◆ Set exercise
Set down the entries below word for word, from the line that contains "of the concrete" up to and including the final line of the entries.

==== Material to process

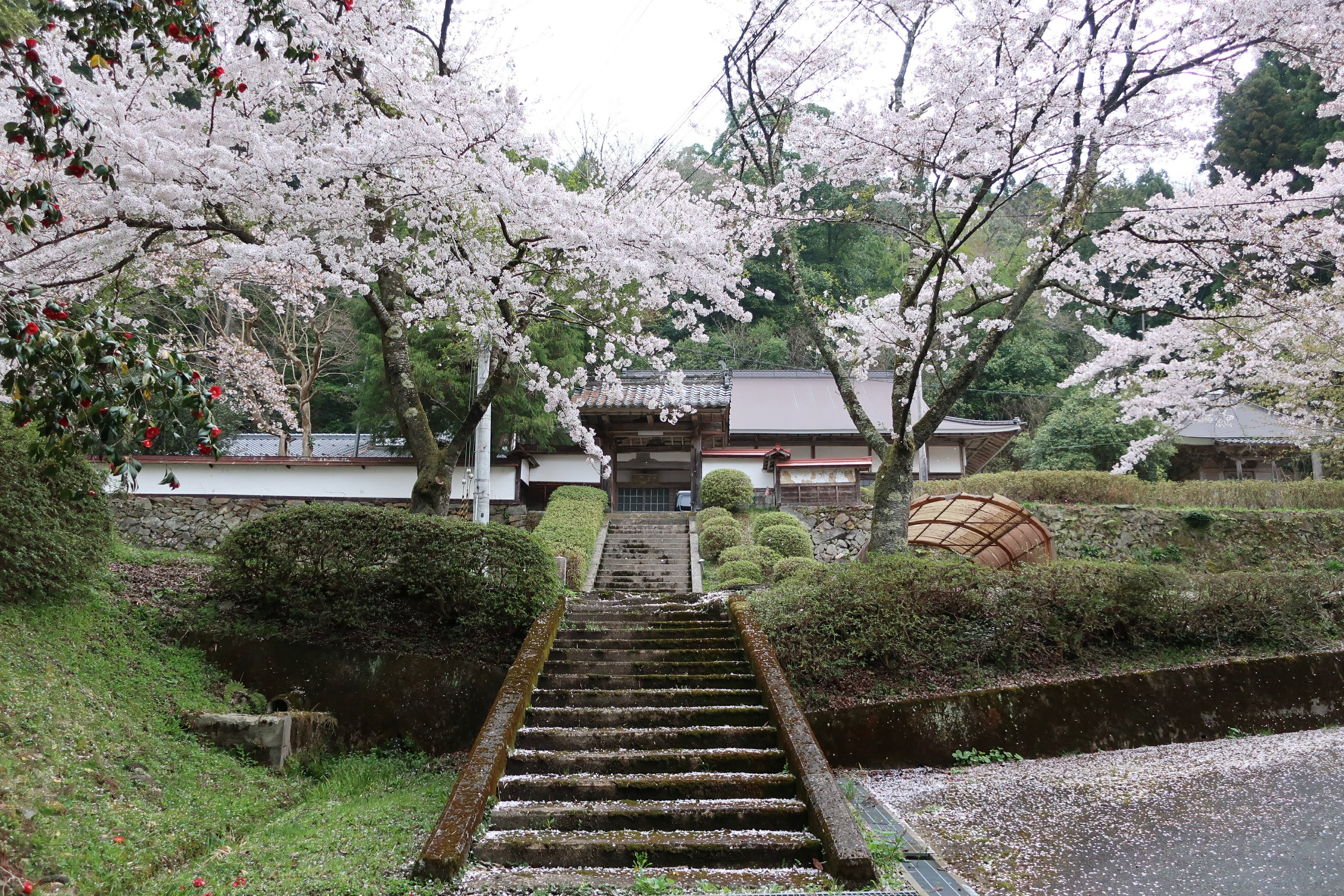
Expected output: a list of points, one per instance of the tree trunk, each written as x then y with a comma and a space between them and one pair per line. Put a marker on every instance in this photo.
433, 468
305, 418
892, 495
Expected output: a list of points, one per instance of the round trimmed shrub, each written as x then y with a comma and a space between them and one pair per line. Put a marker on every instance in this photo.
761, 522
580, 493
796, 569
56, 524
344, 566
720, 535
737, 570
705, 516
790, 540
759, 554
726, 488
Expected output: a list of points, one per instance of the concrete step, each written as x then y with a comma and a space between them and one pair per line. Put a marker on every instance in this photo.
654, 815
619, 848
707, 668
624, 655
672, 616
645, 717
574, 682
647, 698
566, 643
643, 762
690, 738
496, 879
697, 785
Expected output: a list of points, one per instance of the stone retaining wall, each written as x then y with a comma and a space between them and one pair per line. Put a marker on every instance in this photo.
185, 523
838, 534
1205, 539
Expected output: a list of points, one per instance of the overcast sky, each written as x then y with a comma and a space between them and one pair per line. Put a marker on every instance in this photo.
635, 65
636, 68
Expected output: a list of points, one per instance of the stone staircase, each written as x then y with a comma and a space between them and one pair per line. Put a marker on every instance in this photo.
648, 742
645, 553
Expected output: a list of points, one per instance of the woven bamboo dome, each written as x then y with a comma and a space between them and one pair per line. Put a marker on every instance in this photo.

========

◆ Task solution
Expected output: a list of points, one per instance of the concrete step, each written as x then y with a comma and a space between them and one pair per line. Put a marker on every instance in this photo.
654, 815
619, 848
707, 668
624, 655
672, 616
645, 717
574, 682
647, 698
566, 643
643, 762
690, 738
496, 879
697, 785
Expected output: a list of points, one per instance of the stone retaining wall, each written as x then y with a comma and a space between them and one pair per line. Put a marker on every instance in this photo.
185, 523
838, 534
1205, 539
Expected output: a list of points, one per instance of the overcast sky, each written as x then y with a comma and a space between them and one pair per line. Put a marker on every instance in this photo.
635, 65
636, 68
Expected output: a list of points, one per instance of the stone staircase, each written as x then y with a comma and a space between them and one pair per line. Put a marker on every instance in this photo.
648, 742
645, 553
Expected output: a list of points, one per instance of the woven bamboo dome, each written as x then y with a comma and a space between them and one pair per line. Put a marker on every instance in this photo.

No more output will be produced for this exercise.